** start SUPPLIED TEXT **

Ferentz’s tone reflected that.

“It’s a really tough play to officiate. I think there’s a lot of interpretation in there,” Ferentz said. “It’s all about player safety, which I think everybody supports, and coaches and players alike, but there are tough things about the play.”

One thing to remember, there’s much more to it than helmet-to-helmet. If a defender hits an offensive player anywhere with the crown of his helmet, there’s a good chance it will be targeting.

Forcible contact to the head or neck area of a defenseless opponent with the helmet, forearm, hand, fist, elbow or shoulder is going to draw a flag. Without hearing an explanation from the league, this probably is where Jones got in trouble.

He did hit with his shoulder pads, at least it looked like it.

“It kind of looked like it was more like a shoulder pad, and I thought Amani was trying to get out of the way, but maybe as much as anything it was a really loud hit,” Ferentz said. “If you were at the stadium, it sounded like a shotgun going off, pads hitting pads really.”

** end SUPPLIED TEXT **
** start ENTRIES SHOWN **

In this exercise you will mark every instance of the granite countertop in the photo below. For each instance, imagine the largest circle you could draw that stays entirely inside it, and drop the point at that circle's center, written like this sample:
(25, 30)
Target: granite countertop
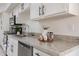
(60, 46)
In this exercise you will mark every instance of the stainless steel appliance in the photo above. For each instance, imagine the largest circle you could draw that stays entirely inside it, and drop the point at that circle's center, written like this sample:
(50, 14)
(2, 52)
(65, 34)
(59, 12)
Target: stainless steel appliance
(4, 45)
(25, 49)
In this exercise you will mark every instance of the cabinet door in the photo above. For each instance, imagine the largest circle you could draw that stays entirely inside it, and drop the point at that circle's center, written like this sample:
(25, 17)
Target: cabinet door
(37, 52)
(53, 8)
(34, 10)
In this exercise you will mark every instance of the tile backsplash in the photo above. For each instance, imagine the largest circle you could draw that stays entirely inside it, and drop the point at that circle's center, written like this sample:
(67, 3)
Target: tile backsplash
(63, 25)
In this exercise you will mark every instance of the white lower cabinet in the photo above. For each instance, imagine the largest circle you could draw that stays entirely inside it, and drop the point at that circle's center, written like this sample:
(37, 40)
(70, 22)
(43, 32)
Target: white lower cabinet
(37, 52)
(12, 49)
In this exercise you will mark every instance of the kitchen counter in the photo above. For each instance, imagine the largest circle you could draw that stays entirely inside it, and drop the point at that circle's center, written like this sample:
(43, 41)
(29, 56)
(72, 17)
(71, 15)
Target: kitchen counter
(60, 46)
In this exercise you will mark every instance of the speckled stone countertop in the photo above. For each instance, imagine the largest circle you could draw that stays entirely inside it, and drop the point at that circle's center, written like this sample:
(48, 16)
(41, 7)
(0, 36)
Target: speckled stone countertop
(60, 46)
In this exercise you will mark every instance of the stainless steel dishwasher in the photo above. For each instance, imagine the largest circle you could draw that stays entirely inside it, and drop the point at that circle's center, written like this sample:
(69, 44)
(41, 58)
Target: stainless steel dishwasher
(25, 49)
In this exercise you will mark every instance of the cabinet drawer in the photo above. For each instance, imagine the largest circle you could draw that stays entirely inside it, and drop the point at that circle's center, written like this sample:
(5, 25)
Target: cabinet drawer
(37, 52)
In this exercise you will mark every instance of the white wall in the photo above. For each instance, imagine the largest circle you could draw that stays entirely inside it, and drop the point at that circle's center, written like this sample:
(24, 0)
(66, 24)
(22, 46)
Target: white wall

** end ENTRIES SHOWN **
** start ENTRIES SHOWN **

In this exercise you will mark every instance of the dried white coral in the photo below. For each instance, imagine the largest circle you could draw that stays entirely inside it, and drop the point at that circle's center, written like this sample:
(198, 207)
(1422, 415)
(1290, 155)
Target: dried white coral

** end ENTRIES SHOWN **

[AIM] Reproduce the passage on Ferentz and the targeting call word for word, from start to finish.

[EXPECTED ANSWER]
Ferentz’s tone reflected that.

“It’s a really tough play to officiate. I think there’s a lot of interpretation in there,” Ferentz said. “It’s all about player safety, which I think everybody supports, and coaches and players alike, but there are tough things about the play.”

One thing to remember, there’s much more to it than helmet-to-helmet. If a defender hits an offensive player anywhere with the crown of his helmet, there’s a good chance it will be targeting.

Forcible contact to the head or neck area of a defenseless opponent with the helmet, forearm, hand, fist, elbow or shoulder is going to draw a flag. Without hearing an explanation from the league, this probably is where Jones got in trouble.

He did hit with his shoulder pads, at least it looked like it.

“It kind of looked like it was more like a shoulder pad, and I thought Amani was trying to get out of the way, but maybe as much as anything it was a really loud hit,” Ferentz said. “If you were at the stadium, it sounded like a shotgun going off, pads hitting pads really.”